### PROVIDED TEXT
------------------------------

Dr Digby Quested
Dr Digby Quested is an Associate Fellow of Green Templeton College. He is a Consultant Psychiatrist with Oxford Health NHS Foundation Trust at the Warneford Hospital and an Honorary Senior Clinical Lecturer in the Department of Psychiatry, University of Oxford.
Following psychiatry training in London at the Maudsley Hospital and in Charing Cross Hospital rotation posts, including a research fellowship to investigate schizophrenia aetiology, he completed an MD in Oxford on serotonin receptor mechanisms in depression. As a consultant psychiatrist in the NHS he works in the Oxford City Adult Mental Health Team and is an investigator in the Depression theme of the Oxford Health NIHR Biomedical Research Centre. He set up a gene/environment study as a collaboration with University College London, investigating peri-natal environmental light influences in schizophrenia, with the DNA samples included in genome wide association studies. He is principal investigator for studies in bipolar disorder and schizophrenia involving melatonin and light respectively, as well as continuing to collaborate with UCL on genetic studies and with clinical researchers in Istanbul, Turkey. He leads OCLIPSE (Oxford Clinical Light Investigations into Polarity, Schizophrenia and Emotional Wellbeing) as a dispersed collaborative and has been awarded a second research fellowship term to prepare a grant application for a trial of melatonin in bipolar treatment.
Educationally – Dr Quested coordinated the MRCPsych Course in Oxford for eight years and lectured on anti-psychotic treatments and gene/environmental aspects of psychosis. He enjoys supervising students, including Green Templeton College advisees, trainees in psychiatry and international research trainees. He is on the British Association for Psychopharmacology (BAP) Council where he is also a lecturer on the BAP Clinical Certificate Course on Schizophrenia and leads on sustainability. In Oxford he is pathway development lead for Bipolar Disorder at the interface of Primary and Secondary Care.

------------------------------

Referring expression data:
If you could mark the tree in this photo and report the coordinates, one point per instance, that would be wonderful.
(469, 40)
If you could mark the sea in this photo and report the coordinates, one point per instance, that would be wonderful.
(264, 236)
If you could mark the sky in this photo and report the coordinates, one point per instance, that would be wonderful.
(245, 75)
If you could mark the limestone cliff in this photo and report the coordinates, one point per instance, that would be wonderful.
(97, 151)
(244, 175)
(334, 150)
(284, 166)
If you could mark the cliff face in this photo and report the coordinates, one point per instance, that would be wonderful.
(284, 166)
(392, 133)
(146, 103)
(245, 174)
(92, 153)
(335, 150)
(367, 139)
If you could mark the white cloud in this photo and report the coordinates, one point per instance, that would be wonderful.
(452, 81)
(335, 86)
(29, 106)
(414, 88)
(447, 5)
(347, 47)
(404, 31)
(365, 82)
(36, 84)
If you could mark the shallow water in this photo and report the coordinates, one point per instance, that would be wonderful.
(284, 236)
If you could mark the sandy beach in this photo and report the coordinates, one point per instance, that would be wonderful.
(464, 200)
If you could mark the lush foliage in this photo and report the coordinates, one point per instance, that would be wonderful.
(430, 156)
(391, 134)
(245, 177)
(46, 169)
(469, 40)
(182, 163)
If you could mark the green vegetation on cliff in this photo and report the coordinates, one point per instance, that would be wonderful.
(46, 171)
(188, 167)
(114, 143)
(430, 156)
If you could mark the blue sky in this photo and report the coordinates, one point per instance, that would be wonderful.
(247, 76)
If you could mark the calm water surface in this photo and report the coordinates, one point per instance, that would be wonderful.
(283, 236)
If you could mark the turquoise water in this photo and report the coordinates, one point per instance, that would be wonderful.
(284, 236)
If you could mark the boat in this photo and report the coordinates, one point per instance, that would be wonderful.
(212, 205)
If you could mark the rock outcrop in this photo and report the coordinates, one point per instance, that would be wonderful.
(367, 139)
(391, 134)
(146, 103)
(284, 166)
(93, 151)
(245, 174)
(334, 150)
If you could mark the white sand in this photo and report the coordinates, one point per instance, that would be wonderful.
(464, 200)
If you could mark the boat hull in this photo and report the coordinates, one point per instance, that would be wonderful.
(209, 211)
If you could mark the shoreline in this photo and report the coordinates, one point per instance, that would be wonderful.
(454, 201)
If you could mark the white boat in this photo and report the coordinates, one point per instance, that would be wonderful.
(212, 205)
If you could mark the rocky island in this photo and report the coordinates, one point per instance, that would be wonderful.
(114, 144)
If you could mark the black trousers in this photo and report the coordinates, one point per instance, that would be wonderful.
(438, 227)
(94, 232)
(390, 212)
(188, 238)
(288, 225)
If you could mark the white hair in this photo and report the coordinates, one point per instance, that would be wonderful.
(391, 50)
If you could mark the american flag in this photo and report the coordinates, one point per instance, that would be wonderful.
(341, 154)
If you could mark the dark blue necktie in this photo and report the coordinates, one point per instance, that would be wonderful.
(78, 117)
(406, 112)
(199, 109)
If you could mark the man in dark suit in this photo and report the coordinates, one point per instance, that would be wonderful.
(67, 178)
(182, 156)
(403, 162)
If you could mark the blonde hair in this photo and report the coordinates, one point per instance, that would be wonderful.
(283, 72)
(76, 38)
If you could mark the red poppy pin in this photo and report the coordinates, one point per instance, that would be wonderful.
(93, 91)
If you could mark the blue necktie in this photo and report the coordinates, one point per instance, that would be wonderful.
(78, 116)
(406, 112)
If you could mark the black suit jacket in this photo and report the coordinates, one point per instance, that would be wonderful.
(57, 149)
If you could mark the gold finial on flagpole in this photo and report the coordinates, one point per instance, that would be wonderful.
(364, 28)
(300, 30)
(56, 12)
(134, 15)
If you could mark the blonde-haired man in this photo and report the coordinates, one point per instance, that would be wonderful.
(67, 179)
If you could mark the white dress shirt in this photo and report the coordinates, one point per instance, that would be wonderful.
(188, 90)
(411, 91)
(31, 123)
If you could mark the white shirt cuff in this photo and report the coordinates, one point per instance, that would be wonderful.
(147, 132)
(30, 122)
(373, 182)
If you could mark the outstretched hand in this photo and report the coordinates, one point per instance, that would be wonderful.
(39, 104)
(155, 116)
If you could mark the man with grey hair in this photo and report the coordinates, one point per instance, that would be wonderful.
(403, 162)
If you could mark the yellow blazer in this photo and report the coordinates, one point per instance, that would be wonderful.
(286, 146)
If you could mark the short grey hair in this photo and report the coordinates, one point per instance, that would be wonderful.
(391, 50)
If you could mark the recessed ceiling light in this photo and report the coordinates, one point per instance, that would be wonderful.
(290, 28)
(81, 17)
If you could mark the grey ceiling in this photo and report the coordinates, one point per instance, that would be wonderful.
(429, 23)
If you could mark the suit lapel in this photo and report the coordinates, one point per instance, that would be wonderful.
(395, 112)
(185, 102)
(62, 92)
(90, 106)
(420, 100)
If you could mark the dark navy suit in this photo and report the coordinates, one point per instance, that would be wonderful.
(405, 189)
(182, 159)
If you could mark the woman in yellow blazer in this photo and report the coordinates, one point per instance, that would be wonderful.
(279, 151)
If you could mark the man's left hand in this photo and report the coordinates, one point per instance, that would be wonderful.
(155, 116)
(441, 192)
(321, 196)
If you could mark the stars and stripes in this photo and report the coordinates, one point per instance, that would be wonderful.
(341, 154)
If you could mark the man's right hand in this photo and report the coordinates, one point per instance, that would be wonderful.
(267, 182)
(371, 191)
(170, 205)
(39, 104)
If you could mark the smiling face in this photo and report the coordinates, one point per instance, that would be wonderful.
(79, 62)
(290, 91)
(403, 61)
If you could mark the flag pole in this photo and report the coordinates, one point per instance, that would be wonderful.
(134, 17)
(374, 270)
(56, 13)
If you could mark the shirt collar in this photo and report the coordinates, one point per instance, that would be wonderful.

------------------------------

### WHAT IS BEING ASKED
Using the profile of Dr Digby Quested above, decide whether each statement agrees with it: (a) He coordinated the MRCPsych Course in Oxford for eight years. (b) He completed an MD in London on serotonin receptor mechanisms in depression. (c) He is principal investigator for a schizophrenia study involving melatonin. Answer yes or no for each, quoting the words of the profile that decide it.

### RESPONSE
(a) Yes: "Dr Quested coordinated the MRCPsych Course in Oxford for eight years"
(b) No: "he completed an MD in Oxford on serotonin receptor mechanisms in depression"
(c) No: "He is principal investigator for studies in bipolar disorder and schizophrenia involving melatonin and light respectively"